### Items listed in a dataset
──────────────────────────────

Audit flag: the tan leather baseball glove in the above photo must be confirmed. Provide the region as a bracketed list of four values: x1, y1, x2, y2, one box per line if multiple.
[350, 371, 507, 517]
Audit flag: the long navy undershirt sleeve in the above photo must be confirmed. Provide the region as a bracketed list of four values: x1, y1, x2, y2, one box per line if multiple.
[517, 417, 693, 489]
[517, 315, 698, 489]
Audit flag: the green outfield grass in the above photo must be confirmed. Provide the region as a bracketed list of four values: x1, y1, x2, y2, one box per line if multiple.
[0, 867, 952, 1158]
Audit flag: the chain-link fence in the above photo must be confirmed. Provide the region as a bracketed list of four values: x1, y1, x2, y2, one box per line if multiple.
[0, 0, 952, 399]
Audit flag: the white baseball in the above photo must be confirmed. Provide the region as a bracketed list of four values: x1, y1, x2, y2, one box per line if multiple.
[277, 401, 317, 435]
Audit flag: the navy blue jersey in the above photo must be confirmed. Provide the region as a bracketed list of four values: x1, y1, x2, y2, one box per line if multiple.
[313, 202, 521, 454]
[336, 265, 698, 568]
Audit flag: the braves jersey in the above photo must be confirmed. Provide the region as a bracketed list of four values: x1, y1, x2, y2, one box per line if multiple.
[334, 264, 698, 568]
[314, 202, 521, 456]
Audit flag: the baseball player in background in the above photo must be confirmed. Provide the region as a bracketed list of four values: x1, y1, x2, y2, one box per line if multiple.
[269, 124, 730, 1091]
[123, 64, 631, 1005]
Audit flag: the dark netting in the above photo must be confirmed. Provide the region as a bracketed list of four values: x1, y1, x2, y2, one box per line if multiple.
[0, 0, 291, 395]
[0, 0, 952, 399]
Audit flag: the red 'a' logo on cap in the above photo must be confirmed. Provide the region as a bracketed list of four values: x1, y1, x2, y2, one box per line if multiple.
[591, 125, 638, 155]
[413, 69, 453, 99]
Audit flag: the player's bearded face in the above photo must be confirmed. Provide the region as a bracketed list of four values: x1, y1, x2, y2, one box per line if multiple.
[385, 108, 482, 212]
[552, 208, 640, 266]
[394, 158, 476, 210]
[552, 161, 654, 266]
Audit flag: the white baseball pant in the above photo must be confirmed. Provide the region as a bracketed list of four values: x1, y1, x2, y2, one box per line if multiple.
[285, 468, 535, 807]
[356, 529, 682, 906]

──────────────────────────────

### Short problem
Recast everything from the line containing "Audit flag: the dark" down to the line containing "[413, 69, 453, 99]" as a numbered list, leaving out any blank lines.

### Result for this task
1. Audit flag: the dark netting in the above photo must be confirmed. Provide the region as a bracketed list of four values: x1, y1, x2, y2, one box per line if multiple.
2. [0, 0, 291, 395]
3. [0, 0, 952, 399]
4. Audit flag: the red 'a' logo on cap in the above photo must be confirmed. Provide the region as a bracketed list of four values: x1, y1, x2, y2, one box per line if multiple.
5. [591, 125, 638, 155]
6. [413, 69, 453, 99]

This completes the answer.